**LIST OF TASKS**
A – Rewrite the piece on Kalle Räsänen starting with "Powerlifting isn’t short" and going on through "heard his name.", substituting "history books" for "record books".
B – In the piece on Kalle Räsänen, who was the only lifter ahead of Räsänen in Glossbrenner score from 2016 to 2018?

═══ READING PASSAGE ═══

Powerlifter in intense focused lift, wearing belt, gym setting. Text: "The Strongest Powerlifter You've Never Heard Of??" and "Kalle Räsänen."

Powerlifting isn’t short on loud voices or big numbers. But every so often, someone quietly rewrites the record books while the world looks the other way.


Between 2016 and 2018, Kalle Räsänen posted the second-highest Glossbrenner score in the world-three years in a row. Not in a fluke meet. Not in a soft federation. Consistently, against the best of the best. The only man ahead of him was Dave Hoff. Everyone else-legends and hype machines alike - were playing catch-up.

And yet, you’ve probably never heard his name.


Here’s the kicker: Räsänen isn’t just a coefficient wizard. He’s got hard numbers to match. He owns the fourth-highest raw w/ wraps total of all time at 90kg, behind only John Haack, Chad Penson, and Patrick Morrison. He’s the all-time world record holder in single-ply at u90kg with a staggering 1,131kg total. And in the multiply game, he’s posted a 1,100kg total at just 82.5kg bodyweight, with a Glossbrenner score of 723.68 - good for #3 all-time multiply, across any weight class. And then at u90kg, he totalled 1,175kg and  he's still ranked second all-time by total, only behind Shawn Frankl.

═══ SOURCE DATA ═══

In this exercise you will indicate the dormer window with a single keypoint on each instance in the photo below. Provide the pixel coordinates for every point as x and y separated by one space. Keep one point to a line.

═══

**ANSWERS TO THE PROBLEMS**
A –
Powerlifting isn’t short on loud voices or big numbers. But every so often, someone quietly rewrites the history books while the world looks the other way.


Between 2016 and 2018, Kalle Räsänen posted the second-highest Glossbrenner score in the world-three years in a row. Not in a fluke meet. Not in a soft federation. Consistently, against the best of the best. The only man ahead of him was Dave Hoff. Everyone else-legends and hype machines alike - were playing catch-up.

And yet, you’ve probably never heard his name.

B – Dave Hoff